Stated task A :: According to the powerpc64 barrier message, why should membar_consumer() use "sync" instead of "isync"? Answer in one to three sentences.
Stated task B :: Reproduce the passage of the powerpc64 barrier message starting at "Index | Thread" and ending at "Download raw body.".

Index | Thread | Search

From:
Mark Kettenis <mark.kettenis@xs4all.nl>
Subject:
Re: powerpc64: isync isn't a memory barrier
To:
George Koehler <kernigh@gmail.com>
Cc:
tech@openbsd.org
Date:
Wed, 12 Jun 2024 22:20:53 +0200

Download raw body.

Thread
> Date: Wed, 12 Jun 2024 00:00:46 -0400
> From: George Koehler <kernigh@gmail.com>
> 
> On powerpc64, I want to stop using "isync" as a memory barrier.
> This diff uses "sync".  I explain below.
> 
> Index: arch/powerpc64/include/atomic.h
> ===================================================================
> RCS file: /cvs/src/sys/arch/powerpc64/include/atomic.h,v
> diff -u -p -r1.3 atomic.h
> --- arch/powerpc64/include/atomic.h	29 Aug 2022 02:01:18 -0000	1.3
> +++ arch/powerpc64/include/atomic.h	10 Jun 2024 19:53:48 -0000
> @@ -276,10 +276,10 @@ _atomic_addic_long_nv(volatile unsigned 
>  #define __membar(_f) do { __asm volatile(_f ::: "memory"); } while (0)
>  
>  #if defined(MULTIPROCESSOR) || !defined(_KERNEL)
> -#define membar_enter()		__membar("isync")
> +#define membar_enter()		__membar("sync")
>  #define membar_exit()		__membar("sync")
>  #define membar_producer()	__membar("sync")
> -#define membar_consumer()	__membar("isync")
> +#define membar_consumer()	__membar("sync")
>  #define membar_sync()		__membar("sync")
>  #else
>  #define membar_enter()		__membar("")
> 
> "isync" is an instruction barrier.  PowerPC Rev. 1 said,
> 
> | Executing an *isync* instruction ensures that all instructions
> | preceding the *isync* instruction have completed before the *isync*
> | instruction completes, except that memory accesses caused by those
> | instructions need not have been performed with respect to other
> | processors and mechanisms.
> 
> So "isync" is no barrier for memory accesses (loads or stores).  As
> long as our membar_consumer(9) is "isync", it might fail to order the
> preceding loads before the following loads.  This "isync" in
> /sys/kern/kern_sig.c cursig() looks wrong,
> 
> 		ps_siglist = READ_ONCE(pr->ps_siglist);
> 		membar_consumer();
> 		mask = SIGPENDING(p);
> 
> The intent might be to load ps_siglist before mask, but powerpc64
> membar_consumer does "isync", might load them in the wrong order.

Data segment ::

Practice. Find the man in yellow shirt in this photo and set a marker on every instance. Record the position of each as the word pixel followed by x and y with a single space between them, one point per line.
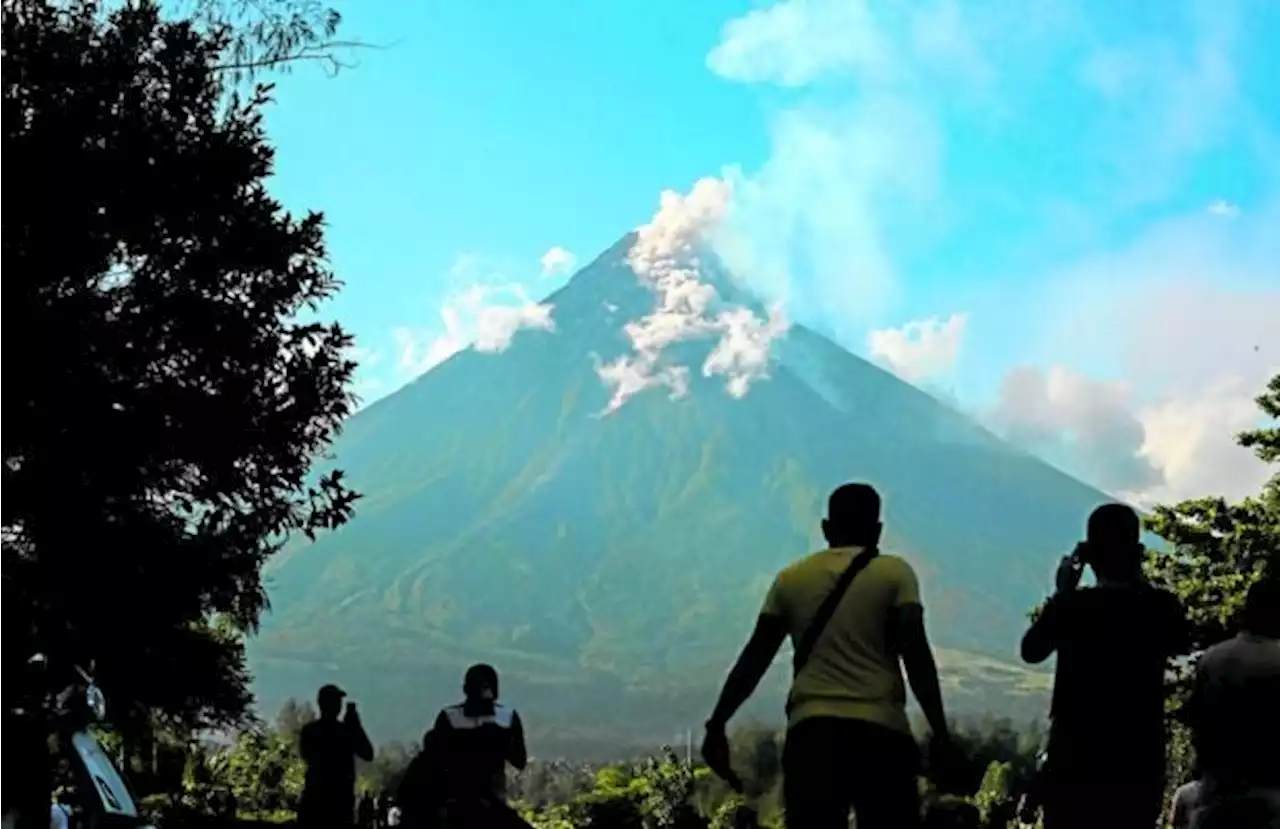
pixel 849 743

Final result A :: "isync" is only an instruction barrier. It ensures that preceding instructions have completed, but the memory accesses they caused need not have been performed with respect to other processors. So it does not order loads or stores, and as membar_consumer() it might fail to order preceding loads before following ones.

Final result B ::
Index | Thread | Search

From:
Mark Kettenis <mark.kettenis@xs4all.nl>
Subject:
Re: powerpc64: isync isn't a memory barrier
To:
George Koehler <kernigh@gmail.com>
Cc:
tech@openbsd.org
Date:
Wed, 12 Jun 2024 22:20:53 +0200

Download raw body.